What is asked. Gather every line in the entries below that contains the word "chocolate", and copy each such line in full.

## start Exercise input

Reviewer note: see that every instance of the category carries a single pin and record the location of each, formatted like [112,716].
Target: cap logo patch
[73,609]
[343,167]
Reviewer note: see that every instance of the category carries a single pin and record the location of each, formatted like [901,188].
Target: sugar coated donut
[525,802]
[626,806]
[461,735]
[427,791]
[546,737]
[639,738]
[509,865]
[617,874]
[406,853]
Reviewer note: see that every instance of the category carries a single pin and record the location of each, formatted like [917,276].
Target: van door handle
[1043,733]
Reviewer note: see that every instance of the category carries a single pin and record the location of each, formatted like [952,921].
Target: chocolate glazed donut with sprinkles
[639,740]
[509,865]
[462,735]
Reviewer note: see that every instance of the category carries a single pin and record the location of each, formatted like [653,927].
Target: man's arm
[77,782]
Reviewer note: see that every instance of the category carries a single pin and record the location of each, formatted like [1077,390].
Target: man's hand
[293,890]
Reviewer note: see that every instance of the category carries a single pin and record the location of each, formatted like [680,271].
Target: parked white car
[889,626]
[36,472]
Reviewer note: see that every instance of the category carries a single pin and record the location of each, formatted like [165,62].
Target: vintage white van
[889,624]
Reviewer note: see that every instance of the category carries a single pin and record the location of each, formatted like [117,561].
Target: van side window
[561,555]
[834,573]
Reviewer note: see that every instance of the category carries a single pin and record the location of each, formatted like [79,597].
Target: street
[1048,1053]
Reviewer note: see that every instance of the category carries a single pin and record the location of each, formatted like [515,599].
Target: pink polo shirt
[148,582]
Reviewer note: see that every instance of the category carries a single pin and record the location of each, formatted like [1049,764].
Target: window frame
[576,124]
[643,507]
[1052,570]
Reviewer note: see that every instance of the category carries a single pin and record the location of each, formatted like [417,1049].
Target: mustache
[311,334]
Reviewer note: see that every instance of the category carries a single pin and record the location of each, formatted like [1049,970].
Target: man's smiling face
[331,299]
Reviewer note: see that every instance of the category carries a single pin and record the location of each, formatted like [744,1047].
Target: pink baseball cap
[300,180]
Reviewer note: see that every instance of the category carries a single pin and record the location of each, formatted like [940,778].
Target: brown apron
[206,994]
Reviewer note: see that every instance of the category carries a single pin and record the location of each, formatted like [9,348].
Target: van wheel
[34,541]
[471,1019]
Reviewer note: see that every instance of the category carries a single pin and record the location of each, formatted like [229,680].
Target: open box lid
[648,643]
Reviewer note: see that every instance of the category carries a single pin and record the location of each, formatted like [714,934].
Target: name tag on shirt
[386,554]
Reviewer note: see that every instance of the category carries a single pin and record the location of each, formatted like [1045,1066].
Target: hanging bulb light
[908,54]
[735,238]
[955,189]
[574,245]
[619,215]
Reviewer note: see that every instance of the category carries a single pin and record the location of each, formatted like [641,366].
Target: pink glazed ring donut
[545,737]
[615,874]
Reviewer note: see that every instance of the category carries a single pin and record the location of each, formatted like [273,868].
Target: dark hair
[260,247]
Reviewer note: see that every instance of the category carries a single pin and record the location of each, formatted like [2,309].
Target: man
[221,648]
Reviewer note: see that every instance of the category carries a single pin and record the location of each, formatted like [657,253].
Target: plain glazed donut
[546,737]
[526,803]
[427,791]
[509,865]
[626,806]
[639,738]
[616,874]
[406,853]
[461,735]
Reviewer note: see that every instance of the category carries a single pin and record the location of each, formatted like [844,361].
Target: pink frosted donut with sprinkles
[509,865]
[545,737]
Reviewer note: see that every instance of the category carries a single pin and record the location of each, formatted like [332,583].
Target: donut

## end Exercise input
## start Exercise input

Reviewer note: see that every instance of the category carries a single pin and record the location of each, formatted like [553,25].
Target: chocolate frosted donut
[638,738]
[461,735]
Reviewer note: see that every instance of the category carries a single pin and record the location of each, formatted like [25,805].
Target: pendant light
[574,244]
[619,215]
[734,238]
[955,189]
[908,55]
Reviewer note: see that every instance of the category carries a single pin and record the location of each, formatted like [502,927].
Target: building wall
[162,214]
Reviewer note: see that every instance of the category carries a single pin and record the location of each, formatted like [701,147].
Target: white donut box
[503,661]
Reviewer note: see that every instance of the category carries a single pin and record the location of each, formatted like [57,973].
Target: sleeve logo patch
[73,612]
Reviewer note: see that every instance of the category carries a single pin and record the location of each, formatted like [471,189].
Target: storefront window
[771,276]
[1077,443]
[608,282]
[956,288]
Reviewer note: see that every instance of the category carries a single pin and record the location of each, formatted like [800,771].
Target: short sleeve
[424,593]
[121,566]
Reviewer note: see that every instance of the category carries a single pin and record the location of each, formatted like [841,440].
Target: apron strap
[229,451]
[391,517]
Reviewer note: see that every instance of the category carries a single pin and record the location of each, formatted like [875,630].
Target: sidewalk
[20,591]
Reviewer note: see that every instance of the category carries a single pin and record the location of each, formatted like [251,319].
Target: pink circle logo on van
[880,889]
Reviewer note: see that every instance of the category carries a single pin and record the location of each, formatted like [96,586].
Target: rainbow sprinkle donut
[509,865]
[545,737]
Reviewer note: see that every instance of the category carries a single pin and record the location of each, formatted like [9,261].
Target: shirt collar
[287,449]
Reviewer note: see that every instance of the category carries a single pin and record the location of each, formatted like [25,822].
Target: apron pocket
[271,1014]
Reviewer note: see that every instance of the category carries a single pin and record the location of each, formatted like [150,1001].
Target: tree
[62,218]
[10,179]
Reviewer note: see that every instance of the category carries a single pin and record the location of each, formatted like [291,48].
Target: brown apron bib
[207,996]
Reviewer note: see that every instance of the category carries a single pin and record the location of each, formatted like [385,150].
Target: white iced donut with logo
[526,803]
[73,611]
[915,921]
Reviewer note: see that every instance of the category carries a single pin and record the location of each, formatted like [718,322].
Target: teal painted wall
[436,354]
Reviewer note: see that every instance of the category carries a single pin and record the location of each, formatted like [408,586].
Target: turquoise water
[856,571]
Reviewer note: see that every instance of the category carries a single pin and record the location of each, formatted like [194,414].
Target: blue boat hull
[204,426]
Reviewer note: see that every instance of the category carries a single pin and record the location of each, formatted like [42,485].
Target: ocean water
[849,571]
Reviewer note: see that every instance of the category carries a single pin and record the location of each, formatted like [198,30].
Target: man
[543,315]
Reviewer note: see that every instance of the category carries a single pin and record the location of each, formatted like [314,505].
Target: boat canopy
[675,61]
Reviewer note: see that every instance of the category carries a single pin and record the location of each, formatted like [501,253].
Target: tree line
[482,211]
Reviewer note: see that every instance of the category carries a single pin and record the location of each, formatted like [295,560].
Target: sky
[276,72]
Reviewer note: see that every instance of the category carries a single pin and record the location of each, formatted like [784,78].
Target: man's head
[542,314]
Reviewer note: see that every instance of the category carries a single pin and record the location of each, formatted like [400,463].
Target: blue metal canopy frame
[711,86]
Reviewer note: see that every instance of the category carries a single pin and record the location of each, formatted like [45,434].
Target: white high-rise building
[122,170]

## end Exercise input

Final result.
Target: chocolate glazed donut with sprinkles
Target: chocolate frosted donut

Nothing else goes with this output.